(Raw records)

● ● ● ●

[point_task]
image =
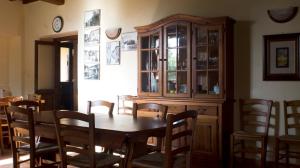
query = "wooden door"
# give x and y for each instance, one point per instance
(150, 63)
(64, 79)
(44, 72)
(207, 61)
(205, 151)
(177, 54)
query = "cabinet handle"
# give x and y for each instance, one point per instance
(201, 111)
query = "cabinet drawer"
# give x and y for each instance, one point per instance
(205, 110)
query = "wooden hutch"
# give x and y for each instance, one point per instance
(187, 62)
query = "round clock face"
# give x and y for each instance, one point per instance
(57, 24)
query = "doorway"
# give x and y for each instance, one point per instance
(56, 72)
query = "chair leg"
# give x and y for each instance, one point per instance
(231, 163)
(287, 161)
(276, 152)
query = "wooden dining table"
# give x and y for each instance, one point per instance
(111, 131)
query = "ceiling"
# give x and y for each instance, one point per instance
(56, 2)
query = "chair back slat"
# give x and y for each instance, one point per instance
(20, 122)
(100, 103)
(159, 110)
(73, 139)
(292, 116)
(173, 120)
(255, 115)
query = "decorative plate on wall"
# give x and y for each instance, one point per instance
(283, 15)
(113, 33)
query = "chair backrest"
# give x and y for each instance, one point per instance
(20, 124)
(255, 115)
(11, 99)
(291, 116)
(72, 138)
(153, 109)
(34, 105)
(174, 121)
(100, 103)
(125, 104)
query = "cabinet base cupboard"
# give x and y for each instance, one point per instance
(186, 62)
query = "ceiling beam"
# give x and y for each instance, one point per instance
(56, 2)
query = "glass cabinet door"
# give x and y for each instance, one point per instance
(206, 61)
(150, 64)
(177, 61)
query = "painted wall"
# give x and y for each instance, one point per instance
(11, 30)
(252, 23)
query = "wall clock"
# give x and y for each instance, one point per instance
(57, 24)
(283, 15)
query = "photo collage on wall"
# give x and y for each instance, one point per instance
(92, 31)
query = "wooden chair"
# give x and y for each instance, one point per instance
(255, 118)
(172, 157)
(80, 142)
(100, 103)
(4, 102)
(291, 139)
(153, 110)
(22, 120)
(125, 104)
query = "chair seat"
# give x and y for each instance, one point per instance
(289, 138)
(247, 135)
(41, 148)
(156, 160)
(102, 160)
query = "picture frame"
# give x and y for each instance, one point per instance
(113, 53)
(281, 57)
(129, 41)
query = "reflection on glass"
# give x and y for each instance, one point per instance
(182, 82)
(154, 59)
(182, 60)
(213, 82)
(155, 41)
(172, 54)
(145, 60)
(201, 36)
(213, 58)
(145, 42)
(64, 64)
(201, 58)
(182, 35)
(145, 82)
(213, 37)
(171, 78)
(171, 36)
(201, 79)
(172, 40)
(154, 82)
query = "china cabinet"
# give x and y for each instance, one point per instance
(187, 62)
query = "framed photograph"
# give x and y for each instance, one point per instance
(113, 53)
(92, 18)
(129, 41)
(91, 55)
(92, 71)
(281, 59)
(91, 37)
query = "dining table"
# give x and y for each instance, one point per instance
(111, 131)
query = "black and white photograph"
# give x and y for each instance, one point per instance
(92, 37)
(129, 41)
(113, 53)
(92, 18)
(91, 54)
(92, 71)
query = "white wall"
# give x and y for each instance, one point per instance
(11, 30)
(252, 23)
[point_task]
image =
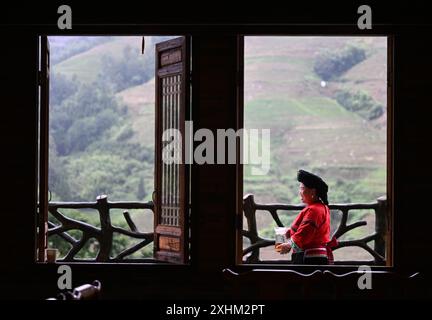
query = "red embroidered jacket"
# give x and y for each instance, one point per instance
(311, 228)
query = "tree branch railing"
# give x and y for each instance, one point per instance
(104, 234)
(252, 252)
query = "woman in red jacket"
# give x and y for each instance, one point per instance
(309, 235)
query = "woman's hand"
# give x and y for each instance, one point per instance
(283, 248)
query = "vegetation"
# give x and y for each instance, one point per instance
(330, 64)
(361, 103)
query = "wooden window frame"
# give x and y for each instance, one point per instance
(41, 223)
(391, 263)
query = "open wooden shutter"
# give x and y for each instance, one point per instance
(43, 79)
(171, 239)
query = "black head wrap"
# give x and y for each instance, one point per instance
(314, 182)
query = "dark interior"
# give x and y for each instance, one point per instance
(215, 38)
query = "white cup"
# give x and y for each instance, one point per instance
(51, 255)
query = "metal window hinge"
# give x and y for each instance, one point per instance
(239, 221)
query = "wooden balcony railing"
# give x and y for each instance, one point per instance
(252, 252)
(104, 234)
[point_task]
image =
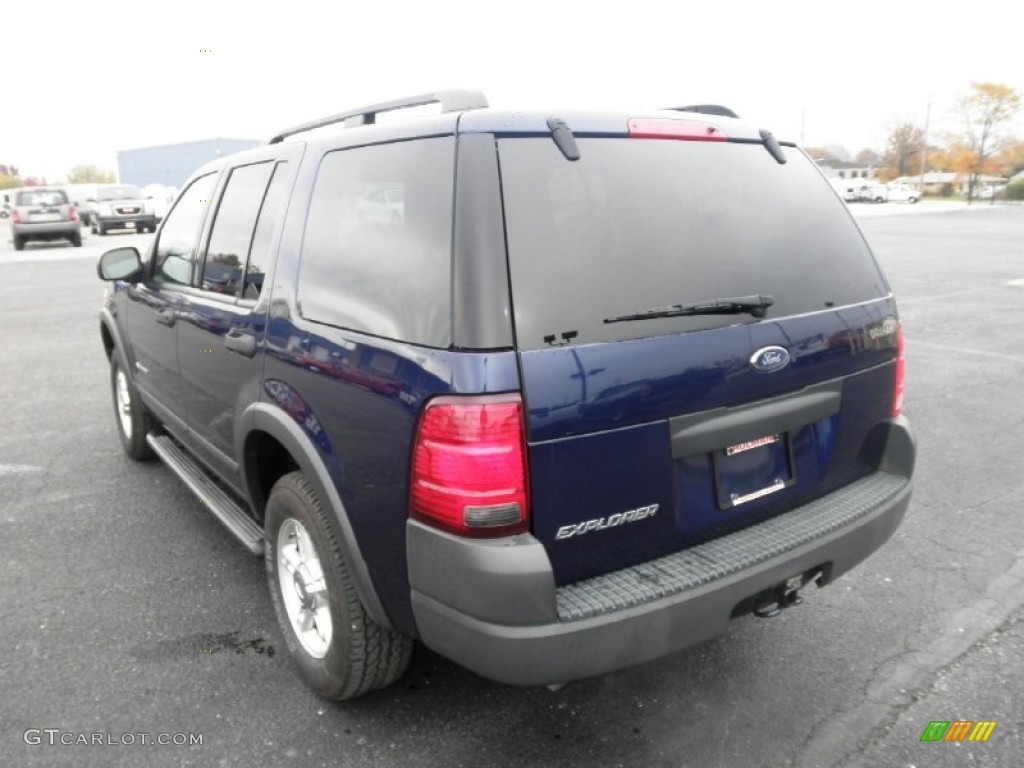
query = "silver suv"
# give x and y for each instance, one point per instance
(121, 207)
(43, 213)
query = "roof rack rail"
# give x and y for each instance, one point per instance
(450, 101)
(724, 112)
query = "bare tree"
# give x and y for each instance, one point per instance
(986, 110)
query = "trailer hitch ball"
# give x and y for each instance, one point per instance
(773, 601)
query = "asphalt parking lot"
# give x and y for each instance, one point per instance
(126, 609)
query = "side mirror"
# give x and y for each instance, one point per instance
(121, 263)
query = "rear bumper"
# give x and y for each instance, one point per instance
(47, 229)
(494, 607)
(128, 221)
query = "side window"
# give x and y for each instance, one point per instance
(269, 214)
(175, 252)
(232, 228)
(377, 250)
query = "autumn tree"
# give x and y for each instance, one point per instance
(985, 110)
(903, 147)
(867, 156)
(9, 177)
(86, 174)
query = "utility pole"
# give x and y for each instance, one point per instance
(924, 146)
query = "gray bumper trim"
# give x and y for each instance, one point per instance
(698, 607)
(716, 559)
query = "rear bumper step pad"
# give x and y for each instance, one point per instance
(730, 554)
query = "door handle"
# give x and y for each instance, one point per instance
(241, 342)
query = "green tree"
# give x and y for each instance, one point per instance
(986, 110)
(86, 174)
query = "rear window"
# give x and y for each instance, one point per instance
(42, 198)
(377, 250)
(638, 224)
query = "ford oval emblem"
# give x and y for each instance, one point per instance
(769, 359)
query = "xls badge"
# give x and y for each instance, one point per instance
(600, 523)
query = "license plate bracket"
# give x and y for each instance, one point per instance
(754, 469)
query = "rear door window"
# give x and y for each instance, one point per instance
(227, 251)
(636, 224)
(377, 250)
(174, 256)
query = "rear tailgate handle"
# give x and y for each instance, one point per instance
(711, 430)
(241, 342)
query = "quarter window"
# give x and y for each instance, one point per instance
(270, 213)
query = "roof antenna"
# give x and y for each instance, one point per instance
(773, 147)
(563, 138)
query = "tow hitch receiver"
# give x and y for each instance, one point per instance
(772, 601)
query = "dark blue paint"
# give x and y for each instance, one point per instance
(599, 438)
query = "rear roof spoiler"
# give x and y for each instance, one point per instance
(724, 112)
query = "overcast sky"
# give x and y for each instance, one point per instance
(83, 80)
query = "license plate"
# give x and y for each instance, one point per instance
(753, 469)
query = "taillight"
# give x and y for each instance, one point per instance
(686, 130)
(469, 466)
(900, 366)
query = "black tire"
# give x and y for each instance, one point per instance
(357, 655)
(131, 418)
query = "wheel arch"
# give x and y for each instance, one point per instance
(272, 435)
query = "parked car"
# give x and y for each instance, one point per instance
(43, 214)
(902, 194)
(607, 381)
(161, 199)
(80, 195)
(120, 207)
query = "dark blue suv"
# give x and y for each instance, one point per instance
(554, 394)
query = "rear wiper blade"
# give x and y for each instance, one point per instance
(756, 305)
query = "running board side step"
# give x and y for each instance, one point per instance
(225, 509)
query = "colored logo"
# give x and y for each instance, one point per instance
(958, 730)
(768, 359)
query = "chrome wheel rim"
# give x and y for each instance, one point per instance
(123, 402)
(303, 589)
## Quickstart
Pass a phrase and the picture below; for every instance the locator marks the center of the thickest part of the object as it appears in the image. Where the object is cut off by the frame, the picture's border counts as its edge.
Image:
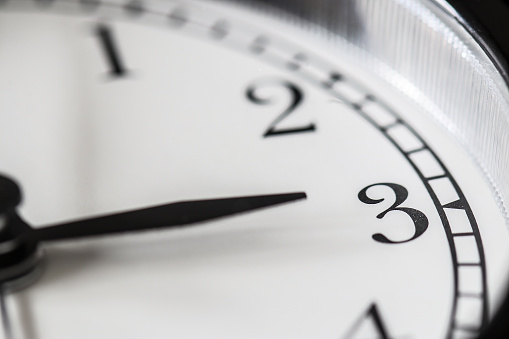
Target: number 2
(296, 99)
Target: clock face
(110, 107)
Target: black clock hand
(19, 243)
(173, 215)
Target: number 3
(419, 219)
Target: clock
(253, 169)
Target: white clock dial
(118, 106)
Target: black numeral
(110, 49)
(296, 97)
(419, 219)
(377, 328)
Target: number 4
(369, 325)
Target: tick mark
(106, 37)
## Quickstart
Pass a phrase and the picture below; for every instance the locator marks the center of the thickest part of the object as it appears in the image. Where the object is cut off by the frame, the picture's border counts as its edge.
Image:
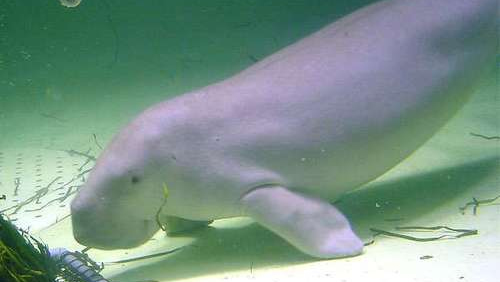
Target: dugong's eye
(135, 179)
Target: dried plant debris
(485, 136)
(475, 203)
(450, 233)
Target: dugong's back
(349, 102)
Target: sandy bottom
(428, 189)
(75, 96)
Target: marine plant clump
(22, 257)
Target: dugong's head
(117, 205)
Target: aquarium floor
(426, 190)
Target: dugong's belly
(343, 106)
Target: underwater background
(71, 77)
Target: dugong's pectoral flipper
(178, 226)
(312, 225)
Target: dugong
(280, 139)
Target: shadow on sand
(252, 247)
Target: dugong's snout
(107, 231)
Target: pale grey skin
(280, 139)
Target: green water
(71, 77)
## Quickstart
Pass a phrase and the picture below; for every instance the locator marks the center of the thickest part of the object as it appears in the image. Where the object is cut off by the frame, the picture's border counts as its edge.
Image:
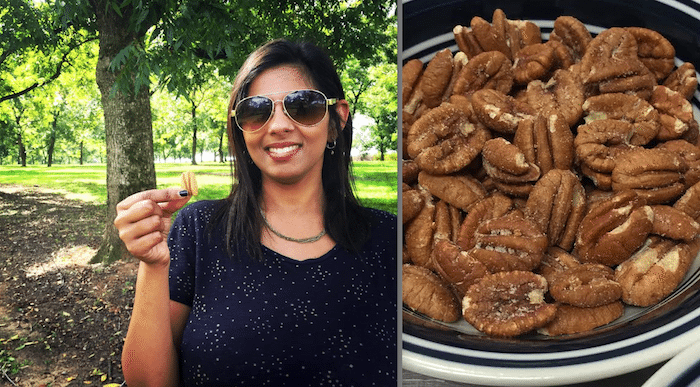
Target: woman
(288, 281)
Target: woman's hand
(144, 219)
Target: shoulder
(381, 220)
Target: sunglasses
(305, 107)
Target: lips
(282, 151)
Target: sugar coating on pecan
(456, 266)
(427, 293)
(614, 229)
(510, 242)
(508, 303)
(587, 285)
(653, 272)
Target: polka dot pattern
(327, 321)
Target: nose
(279, 121)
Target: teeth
(283, 150)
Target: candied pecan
(598, 143)
(510, 242)
(562, 93)
(508, 304)
(456, 267)
(547, 141)
(587, 285)
(563, 58)
(444, 140)
(533, 62)
(460, 191)
(466, 41)
(409, 171)
(427, 293)
(655, 51)
(498, 111)
(410, 73)
(673, 223)
(630, 108)
(411, 203)
(683, 80)
(573, 34)
(557, 203)
(611, 64)
(488, 70)
(690, 202)
(676, 113)
(418, 234)
(506, 165)
(489, 37)
(655, 174)
(554, 261)
(653, 272)
(436, 77)
(613, 229)
(491, 207)
(572, 319)
(447, 221)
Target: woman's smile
(283, 151)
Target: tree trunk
(194, 133)
(22, 156)
(128, 129)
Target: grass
(375, 181)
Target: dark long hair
(344, 218)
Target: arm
(149, 357)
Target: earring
(331, 146)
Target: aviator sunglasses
(305, 107)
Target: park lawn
(375, 181)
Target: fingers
(155, 195)
(143, 220)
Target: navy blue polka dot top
(327, 321)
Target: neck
(300, 197)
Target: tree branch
(52, 78)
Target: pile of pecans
(547, 184)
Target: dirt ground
(62, 320)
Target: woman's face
(285, 151)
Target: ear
(342, 107)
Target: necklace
(297, 240)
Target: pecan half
(460, 191)
(557, 204)
(547, 141)
(562, 93)
(444, 140)
(508, 304)
(683, 80)
(488, 70)
(653, 272)
(614, 229)
(457, 267)
(676, 114)
(485, 209)
(427, 293)
(511, 242)
(498, 111)
(630, 108)
(655, 174)
(655, 51)
(586, 286)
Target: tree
(142, 41)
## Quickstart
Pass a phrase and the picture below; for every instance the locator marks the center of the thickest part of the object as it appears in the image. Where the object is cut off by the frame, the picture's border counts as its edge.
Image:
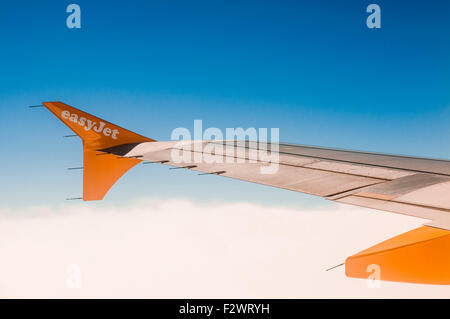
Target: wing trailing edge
(100, 168)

● ● ● ●

Update the listing starting at the line containing "Target: necklace" and ending at the end of the listing, so that "pecan half" becomes "pecan piece" with everything else left unchanged. Leave the pictures out.

Target: necklace
(297, 240)
Target: pecan piece
(460, 191)
(557, 204)
(547, 141)
(562, 93)
(444, 140)
(508, 304)
(683, 80)
(488, 70)
(653, 272)
(614, 229)
(457, 267)
(676, 114)
(485, 209)
(427, 293)
(511, 242)
(498, 111)
(630, 108)
(655, 174)
(655, 51)
(586, 286)
Target: tree
(142, 41)
## Quickstart
Pass a phrase and the picture below; for every instance the locator marks the center of the thickest part of the object as it appears in the image. Where the object is cut off by the frame, the picture's border counts as its edge.
Image:
Target: wing trailing edge
(100, 168)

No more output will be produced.